▸ Directions for this task: Look for "Annotation task —" in the records below, then copy that line and every line after it, exactly and with nothing added.

Source data:

————————

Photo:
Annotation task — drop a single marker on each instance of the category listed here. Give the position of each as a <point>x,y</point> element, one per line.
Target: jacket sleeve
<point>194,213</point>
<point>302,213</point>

————————

▸ Answer below:
Annotation task — drop a single marker on each instance of the category listed here. Give the position of each as a <point>x,y</point> element, one per line.
Target: jacket sleeve
<point>194,213</point>
<point>302,213</point>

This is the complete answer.